Collected data entries:
_ _ _ _ _

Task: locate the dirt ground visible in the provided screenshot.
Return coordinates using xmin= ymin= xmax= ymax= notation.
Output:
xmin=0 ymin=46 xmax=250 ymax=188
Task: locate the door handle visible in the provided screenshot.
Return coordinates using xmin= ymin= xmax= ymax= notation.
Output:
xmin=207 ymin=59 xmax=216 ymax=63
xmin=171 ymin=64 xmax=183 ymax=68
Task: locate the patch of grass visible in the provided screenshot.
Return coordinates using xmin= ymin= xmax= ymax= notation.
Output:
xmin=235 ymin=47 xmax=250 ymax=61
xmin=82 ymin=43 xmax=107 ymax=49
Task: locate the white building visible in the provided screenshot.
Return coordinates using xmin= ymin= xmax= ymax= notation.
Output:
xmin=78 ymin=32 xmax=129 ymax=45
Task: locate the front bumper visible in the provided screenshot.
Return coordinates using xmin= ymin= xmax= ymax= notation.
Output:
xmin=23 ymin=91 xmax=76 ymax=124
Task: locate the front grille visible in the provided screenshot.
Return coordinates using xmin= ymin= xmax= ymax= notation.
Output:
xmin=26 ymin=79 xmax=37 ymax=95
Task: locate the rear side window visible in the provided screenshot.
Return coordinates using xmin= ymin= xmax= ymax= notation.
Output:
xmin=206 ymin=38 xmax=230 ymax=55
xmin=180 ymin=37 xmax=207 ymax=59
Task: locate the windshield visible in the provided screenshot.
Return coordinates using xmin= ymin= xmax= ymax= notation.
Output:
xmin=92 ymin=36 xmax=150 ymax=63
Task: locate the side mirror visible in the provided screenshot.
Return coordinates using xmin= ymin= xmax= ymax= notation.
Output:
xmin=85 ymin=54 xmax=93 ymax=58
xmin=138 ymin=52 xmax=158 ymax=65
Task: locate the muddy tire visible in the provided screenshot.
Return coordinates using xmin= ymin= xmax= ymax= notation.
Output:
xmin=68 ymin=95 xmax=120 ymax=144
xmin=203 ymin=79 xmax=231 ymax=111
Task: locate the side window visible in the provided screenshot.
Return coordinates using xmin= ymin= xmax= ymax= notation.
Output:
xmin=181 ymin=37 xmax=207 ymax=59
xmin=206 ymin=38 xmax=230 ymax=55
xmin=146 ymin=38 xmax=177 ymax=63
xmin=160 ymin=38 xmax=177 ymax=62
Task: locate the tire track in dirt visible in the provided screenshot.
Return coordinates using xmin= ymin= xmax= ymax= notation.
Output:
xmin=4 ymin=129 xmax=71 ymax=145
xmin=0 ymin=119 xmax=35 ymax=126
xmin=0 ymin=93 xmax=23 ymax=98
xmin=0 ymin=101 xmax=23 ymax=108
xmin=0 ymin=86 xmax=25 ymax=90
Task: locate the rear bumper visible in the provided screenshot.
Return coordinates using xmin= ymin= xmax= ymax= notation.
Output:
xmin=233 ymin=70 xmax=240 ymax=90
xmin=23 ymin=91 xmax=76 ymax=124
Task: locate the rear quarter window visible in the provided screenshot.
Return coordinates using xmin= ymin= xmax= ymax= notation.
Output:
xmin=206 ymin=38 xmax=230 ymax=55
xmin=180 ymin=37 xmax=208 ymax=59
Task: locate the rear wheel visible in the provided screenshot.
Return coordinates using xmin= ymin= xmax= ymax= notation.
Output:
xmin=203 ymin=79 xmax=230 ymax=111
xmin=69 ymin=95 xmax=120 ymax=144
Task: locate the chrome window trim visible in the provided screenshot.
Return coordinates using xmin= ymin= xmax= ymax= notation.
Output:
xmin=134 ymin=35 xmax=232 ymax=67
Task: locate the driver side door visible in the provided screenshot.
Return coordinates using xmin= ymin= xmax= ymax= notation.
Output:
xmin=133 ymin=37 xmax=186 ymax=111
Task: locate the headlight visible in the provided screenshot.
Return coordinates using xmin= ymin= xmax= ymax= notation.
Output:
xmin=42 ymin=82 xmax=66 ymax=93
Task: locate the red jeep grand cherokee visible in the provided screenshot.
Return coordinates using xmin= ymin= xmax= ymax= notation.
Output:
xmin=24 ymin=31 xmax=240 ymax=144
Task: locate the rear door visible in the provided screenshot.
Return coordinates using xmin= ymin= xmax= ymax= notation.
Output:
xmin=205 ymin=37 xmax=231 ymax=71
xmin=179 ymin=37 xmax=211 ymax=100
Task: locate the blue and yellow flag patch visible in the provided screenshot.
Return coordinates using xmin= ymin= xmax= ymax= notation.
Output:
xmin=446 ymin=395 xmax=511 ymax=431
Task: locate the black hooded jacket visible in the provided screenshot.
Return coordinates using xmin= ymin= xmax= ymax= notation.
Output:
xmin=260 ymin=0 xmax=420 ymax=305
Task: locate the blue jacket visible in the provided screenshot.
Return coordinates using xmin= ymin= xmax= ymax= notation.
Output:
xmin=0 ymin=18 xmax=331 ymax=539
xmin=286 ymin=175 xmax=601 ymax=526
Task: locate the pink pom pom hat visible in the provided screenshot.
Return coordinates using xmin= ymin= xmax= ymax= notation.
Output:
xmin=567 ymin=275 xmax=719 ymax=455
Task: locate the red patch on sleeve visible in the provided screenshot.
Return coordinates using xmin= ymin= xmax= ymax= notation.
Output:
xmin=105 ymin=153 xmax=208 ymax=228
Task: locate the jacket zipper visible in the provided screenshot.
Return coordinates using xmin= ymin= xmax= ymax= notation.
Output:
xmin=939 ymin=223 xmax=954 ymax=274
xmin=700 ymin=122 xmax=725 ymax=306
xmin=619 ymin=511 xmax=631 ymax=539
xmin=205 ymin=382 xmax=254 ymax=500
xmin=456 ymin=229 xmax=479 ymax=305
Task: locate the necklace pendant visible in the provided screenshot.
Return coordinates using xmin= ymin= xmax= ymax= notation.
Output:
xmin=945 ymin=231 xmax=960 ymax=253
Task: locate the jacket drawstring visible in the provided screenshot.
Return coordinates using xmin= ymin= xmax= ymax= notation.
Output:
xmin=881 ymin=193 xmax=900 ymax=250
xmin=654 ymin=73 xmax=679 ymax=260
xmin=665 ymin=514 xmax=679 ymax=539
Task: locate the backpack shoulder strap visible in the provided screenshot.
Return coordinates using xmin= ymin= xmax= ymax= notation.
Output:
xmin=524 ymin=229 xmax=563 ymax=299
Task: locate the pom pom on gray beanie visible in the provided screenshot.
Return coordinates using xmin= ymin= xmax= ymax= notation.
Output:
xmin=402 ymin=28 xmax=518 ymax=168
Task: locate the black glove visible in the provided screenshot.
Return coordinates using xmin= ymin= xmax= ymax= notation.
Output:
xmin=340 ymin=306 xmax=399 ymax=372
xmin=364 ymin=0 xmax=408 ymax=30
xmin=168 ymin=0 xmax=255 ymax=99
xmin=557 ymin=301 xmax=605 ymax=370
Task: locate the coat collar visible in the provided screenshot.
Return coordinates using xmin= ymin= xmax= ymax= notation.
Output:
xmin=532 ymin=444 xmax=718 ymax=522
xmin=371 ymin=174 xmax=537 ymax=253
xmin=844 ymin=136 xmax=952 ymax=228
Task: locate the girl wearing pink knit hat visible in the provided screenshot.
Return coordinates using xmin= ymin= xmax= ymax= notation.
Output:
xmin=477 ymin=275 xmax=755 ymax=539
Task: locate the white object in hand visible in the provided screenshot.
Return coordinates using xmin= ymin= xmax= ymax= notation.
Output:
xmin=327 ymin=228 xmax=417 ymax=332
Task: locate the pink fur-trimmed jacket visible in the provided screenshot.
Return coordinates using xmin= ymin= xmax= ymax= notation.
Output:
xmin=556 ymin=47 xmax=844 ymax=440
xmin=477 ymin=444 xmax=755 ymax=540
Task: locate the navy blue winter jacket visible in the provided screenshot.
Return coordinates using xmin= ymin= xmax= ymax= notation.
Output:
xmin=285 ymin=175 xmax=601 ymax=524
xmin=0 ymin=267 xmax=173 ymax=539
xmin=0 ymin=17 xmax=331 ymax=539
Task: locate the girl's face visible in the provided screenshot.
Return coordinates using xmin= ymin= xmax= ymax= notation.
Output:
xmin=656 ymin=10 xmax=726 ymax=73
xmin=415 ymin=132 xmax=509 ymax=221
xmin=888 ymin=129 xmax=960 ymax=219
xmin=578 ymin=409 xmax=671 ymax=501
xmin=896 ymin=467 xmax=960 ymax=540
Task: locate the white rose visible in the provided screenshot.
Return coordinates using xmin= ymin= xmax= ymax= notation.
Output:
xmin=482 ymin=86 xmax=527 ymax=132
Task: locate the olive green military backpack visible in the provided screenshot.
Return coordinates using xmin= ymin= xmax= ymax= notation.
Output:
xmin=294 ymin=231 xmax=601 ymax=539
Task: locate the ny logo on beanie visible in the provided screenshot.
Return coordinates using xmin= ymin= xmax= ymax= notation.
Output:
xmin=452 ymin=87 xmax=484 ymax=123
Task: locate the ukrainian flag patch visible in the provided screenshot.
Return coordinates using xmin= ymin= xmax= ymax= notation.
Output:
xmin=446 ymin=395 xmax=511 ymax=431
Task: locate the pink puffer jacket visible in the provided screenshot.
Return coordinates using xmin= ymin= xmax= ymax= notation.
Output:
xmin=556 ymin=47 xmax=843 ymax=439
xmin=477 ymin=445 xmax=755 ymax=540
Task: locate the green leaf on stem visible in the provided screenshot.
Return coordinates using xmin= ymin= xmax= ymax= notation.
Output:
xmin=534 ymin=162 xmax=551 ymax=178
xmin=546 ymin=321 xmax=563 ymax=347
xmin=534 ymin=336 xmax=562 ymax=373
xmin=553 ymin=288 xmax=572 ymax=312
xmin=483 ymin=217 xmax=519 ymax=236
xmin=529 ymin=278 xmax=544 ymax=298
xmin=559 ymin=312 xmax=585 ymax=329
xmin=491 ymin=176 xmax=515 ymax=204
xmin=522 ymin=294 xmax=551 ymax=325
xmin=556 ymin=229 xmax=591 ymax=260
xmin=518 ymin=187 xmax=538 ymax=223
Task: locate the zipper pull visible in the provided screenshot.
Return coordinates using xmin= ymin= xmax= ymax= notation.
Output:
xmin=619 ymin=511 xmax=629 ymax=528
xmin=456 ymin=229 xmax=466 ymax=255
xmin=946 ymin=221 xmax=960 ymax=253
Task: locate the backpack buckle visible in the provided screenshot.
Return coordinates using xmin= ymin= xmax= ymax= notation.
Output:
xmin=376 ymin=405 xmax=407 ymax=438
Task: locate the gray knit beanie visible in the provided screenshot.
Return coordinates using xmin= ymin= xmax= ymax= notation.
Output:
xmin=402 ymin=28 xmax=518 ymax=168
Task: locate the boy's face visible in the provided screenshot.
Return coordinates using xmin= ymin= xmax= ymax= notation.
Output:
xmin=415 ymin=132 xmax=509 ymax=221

_ _ _ _ _

Output, and output only, the lines from the one containing "Task: locate the zipper" through the last line of the data above.

Task: locate the zipper pull visible in the provided screenshot.
Return coordinates using xmin= ymin= xmax= ymax= notation.
Output:
xmin=619 ymin=511 xmax=629 ymax=528
xmin=456 ymin=229 xmax=466 ymax=255
xmin=946 ymin=221 xmax=960 ymax=253
Task: locate the backpack buckle visible in the provided screenshot.
Return coordinates using xmin= ymin= xmax= ymax= notation.
Output:
xmin=376 ymin=405 xmax=407 ymax=438
Task: locate the gray knit beanie visible in the provided screenshot.
Return coordinates using xmin= ymin= xmax= ymax= notation.
Output:
xmin=402 ymin=28 xmax=518 ymax=168
Task: locate the boy's face visible in the provided screenshot.
Return coordinates using xmin= ymin= xmax= ymax= notation.
Output:
xmin=415 ymin=132 xmax=509 ymax=221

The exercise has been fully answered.